# Record list
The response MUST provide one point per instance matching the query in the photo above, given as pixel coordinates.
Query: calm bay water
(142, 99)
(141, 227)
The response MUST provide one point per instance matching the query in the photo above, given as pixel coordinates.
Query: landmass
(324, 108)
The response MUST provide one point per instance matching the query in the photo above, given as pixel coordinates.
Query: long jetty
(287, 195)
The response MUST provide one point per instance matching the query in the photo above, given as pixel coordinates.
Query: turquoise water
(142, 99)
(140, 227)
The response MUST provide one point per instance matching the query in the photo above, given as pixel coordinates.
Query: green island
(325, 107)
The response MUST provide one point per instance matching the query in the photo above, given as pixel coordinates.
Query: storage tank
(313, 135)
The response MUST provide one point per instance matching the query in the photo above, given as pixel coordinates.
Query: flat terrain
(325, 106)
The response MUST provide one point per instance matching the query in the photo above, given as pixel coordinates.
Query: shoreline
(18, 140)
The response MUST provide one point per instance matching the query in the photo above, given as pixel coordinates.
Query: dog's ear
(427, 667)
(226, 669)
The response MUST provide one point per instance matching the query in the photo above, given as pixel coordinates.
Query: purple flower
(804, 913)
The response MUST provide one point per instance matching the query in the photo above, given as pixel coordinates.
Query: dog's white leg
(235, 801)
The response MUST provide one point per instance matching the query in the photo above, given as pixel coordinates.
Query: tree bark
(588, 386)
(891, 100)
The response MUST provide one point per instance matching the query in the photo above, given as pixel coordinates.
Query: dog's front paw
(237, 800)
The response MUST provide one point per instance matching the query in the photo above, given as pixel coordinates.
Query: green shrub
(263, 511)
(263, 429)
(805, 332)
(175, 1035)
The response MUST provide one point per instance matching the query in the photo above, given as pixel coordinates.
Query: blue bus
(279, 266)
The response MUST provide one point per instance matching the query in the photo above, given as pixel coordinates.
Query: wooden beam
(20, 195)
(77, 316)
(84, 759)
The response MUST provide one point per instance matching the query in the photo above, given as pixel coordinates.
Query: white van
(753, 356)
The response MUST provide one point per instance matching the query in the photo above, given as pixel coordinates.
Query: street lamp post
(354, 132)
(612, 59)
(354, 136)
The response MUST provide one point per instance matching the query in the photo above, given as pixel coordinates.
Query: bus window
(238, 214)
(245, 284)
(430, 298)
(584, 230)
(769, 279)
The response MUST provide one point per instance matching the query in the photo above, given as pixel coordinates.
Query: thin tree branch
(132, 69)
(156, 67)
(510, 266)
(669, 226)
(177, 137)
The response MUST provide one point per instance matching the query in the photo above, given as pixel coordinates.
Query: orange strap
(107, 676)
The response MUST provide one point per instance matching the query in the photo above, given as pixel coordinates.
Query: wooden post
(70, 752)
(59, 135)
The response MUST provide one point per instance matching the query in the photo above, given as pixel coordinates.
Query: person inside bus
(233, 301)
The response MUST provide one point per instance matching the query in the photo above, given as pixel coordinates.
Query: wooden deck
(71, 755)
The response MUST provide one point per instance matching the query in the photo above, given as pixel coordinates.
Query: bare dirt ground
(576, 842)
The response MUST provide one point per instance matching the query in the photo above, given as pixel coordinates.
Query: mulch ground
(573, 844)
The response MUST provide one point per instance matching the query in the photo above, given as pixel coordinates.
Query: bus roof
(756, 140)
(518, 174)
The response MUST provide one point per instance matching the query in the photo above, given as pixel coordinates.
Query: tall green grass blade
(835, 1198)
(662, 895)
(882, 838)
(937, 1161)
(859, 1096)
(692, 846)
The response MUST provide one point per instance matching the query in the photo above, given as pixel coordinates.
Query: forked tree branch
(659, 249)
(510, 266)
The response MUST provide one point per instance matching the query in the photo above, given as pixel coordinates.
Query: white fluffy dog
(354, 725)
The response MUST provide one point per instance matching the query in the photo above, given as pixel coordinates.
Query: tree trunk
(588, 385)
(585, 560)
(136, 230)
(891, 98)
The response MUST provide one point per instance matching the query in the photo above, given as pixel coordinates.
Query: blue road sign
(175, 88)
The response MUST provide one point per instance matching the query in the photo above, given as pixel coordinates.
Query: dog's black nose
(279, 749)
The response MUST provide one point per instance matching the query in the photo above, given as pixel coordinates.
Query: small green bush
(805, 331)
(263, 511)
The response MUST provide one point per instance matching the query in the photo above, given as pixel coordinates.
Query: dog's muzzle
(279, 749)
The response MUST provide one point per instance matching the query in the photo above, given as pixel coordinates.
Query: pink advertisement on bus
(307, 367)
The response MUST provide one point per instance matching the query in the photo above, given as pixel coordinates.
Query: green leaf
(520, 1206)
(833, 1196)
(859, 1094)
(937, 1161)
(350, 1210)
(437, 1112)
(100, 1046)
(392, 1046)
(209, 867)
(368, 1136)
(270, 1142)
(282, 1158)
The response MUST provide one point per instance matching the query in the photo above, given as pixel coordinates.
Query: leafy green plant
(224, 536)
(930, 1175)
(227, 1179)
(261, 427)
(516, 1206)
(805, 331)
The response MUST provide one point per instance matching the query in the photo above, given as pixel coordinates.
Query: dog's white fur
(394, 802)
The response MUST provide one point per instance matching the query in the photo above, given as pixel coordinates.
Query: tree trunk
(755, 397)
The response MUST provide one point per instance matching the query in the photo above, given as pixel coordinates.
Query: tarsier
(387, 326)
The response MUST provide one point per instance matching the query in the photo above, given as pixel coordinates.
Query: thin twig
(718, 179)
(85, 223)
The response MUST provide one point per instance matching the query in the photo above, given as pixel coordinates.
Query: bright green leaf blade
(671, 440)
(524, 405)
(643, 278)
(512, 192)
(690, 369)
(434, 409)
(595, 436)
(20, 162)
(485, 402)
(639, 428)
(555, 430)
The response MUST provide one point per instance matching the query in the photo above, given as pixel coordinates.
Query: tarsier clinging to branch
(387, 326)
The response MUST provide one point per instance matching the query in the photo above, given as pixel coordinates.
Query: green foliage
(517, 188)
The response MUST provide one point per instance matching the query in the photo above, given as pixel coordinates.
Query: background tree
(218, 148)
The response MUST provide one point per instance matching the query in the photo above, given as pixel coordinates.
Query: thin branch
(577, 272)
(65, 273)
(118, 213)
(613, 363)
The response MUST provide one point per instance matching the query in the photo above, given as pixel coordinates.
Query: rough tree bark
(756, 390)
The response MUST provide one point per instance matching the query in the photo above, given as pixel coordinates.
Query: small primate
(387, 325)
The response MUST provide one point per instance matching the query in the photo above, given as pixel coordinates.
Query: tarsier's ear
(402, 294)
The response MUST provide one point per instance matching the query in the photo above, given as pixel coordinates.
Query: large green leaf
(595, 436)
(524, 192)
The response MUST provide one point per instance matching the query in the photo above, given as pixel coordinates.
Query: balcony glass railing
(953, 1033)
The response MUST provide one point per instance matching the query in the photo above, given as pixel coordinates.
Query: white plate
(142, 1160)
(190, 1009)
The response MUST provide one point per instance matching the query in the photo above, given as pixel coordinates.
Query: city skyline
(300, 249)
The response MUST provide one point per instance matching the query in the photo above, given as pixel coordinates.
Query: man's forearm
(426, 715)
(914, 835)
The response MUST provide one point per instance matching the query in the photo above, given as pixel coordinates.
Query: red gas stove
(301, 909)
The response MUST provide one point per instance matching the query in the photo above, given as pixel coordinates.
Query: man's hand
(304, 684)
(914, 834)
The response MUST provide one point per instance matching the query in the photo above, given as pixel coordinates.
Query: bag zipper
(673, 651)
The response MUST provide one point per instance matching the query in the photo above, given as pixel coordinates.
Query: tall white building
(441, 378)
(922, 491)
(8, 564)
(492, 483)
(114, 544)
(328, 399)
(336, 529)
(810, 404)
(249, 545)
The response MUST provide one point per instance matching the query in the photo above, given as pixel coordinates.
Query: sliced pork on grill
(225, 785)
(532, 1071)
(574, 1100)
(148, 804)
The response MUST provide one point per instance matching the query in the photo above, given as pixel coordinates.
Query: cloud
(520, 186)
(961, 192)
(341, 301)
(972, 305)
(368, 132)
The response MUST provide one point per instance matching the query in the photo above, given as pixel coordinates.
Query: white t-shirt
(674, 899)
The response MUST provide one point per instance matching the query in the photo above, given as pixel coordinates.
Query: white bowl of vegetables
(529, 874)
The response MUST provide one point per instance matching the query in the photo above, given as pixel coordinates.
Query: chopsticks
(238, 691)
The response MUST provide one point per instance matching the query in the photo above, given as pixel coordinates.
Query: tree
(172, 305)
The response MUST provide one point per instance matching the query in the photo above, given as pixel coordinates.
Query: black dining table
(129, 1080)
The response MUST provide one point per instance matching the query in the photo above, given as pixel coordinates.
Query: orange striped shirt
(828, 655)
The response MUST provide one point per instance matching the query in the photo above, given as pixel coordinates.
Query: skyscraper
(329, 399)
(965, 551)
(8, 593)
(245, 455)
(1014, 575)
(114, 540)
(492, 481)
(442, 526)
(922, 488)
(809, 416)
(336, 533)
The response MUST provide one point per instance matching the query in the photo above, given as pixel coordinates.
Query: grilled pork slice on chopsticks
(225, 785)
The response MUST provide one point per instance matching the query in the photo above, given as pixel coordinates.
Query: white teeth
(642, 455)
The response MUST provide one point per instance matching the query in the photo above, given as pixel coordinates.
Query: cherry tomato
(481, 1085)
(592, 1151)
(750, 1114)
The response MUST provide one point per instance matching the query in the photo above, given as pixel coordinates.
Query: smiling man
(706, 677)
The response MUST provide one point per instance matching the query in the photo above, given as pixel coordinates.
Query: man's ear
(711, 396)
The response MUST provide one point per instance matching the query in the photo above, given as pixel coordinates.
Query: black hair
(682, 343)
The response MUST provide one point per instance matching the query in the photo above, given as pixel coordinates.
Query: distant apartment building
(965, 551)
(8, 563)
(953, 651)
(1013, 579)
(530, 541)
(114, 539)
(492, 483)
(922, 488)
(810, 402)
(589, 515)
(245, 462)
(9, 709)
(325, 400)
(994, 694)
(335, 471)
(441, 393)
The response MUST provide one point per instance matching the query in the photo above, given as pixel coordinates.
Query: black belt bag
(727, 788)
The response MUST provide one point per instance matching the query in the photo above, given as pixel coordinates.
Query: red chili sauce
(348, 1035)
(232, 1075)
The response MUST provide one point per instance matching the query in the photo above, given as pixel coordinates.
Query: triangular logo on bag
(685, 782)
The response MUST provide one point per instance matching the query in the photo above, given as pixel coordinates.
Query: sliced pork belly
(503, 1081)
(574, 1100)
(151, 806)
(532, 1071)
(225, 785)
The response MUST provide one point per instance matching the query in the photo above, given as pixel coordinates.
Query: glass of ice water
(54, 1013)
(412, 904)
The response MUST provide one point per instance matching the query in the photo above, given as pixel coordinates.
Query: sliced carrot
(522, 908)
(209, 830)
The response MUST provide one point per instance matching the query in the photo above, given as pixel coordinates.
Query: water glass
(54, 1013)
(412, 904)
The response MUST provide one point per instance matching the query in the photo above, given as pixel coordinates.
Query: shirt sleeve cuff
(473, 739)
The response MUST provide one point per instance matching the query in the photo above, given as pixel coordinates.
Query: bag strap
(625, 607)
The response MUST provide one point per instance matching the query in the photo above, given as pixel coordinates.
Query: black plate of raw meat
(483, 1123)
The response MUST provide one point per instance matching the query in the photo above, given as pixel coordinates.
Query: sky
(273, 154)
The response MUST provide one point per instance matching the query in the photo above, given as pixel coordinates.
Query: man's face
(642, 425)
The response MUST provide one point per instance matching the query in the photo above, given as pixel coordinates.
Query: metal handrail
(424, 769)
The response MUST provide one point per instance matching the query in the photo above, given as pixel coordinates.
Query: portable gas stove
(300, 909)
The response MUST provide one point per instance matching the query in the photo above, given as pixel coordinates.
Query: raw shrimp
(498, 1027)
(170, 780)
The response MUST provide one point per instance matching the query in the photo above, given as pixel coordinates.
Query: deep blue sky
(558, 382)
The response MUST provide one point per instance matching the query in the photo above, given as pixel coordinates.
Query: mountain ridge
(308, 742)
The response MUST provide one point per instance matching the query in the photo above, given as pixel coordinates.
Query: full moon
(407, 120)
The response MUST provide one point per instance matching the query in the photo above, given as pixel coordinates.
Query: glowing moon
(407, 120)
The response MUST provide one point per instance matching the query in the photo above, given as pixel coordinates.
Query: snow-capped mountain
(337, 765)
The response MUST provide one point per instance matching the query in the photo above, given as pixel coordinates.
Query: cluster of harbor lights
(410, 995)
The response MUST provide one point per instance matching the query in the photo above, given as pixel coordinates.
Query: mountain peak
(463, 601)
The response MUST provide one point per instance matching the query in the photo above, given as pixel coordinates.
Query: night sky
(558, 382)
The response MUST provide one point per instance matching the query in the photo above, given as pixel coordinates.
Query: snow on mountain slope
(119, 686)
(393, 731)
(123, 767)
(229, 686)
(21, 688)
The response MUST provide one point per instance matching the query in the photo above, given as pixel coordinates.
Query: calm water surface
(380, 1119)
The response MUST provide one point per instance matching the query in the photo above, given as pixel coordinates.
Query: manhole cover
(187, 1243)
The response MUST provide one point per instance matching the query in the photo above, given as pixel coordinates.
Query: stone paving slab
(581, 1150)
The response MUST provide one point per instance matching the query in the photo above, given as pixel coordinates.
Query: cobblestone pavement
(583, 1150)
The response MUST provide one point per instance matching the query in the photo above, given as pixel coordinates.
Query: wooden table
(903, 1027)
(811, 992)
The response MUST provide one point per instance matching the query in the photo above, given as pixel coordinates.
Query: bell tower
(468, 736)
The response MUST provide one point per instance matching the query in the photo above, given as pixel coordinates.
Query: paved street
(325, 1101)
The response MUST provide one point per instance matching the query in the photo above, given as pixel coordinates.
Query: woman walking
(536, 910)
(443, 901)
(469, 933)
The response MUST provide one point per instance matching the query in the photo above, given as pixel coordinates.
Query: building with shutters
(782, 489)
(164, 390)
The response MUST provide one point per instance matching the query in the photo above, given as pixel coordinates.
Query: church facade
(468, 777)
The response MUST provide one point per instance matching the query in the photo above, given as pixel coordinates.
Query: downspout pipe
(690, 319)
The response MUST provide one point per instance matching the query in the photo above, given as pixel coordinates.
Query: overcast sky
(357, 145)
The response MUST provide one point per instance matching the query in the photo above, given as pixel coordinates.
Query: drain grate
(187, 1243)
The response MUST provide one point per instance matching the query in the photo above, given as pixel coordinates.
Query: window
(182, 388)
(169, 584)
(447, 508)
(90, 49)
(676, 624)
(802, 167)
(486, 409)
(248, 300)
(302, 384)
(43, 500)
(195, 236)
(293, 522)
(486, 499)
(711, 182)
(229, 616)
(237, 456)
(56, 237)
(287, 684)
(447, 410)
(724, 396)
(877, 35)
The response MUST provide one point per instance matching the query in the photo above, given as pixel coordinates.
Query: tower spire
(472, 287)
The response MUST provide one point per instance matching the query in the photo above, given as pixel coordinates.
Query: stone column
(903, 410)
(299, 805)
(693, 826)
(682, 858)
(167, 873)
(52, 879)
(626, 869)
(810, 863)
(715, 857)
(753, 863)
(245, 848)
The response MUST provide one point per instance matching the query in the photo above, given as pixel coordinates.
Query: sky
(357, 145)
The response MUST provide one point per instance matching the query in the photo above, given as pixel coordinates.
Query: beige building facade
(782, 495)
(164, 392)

# Given exercise
Which lines above contain the string "post"? Collect each of them in full, treating uppercase and lowercase letters as different.

# Output of the exercise
Query: street lamp post
Query: wooden post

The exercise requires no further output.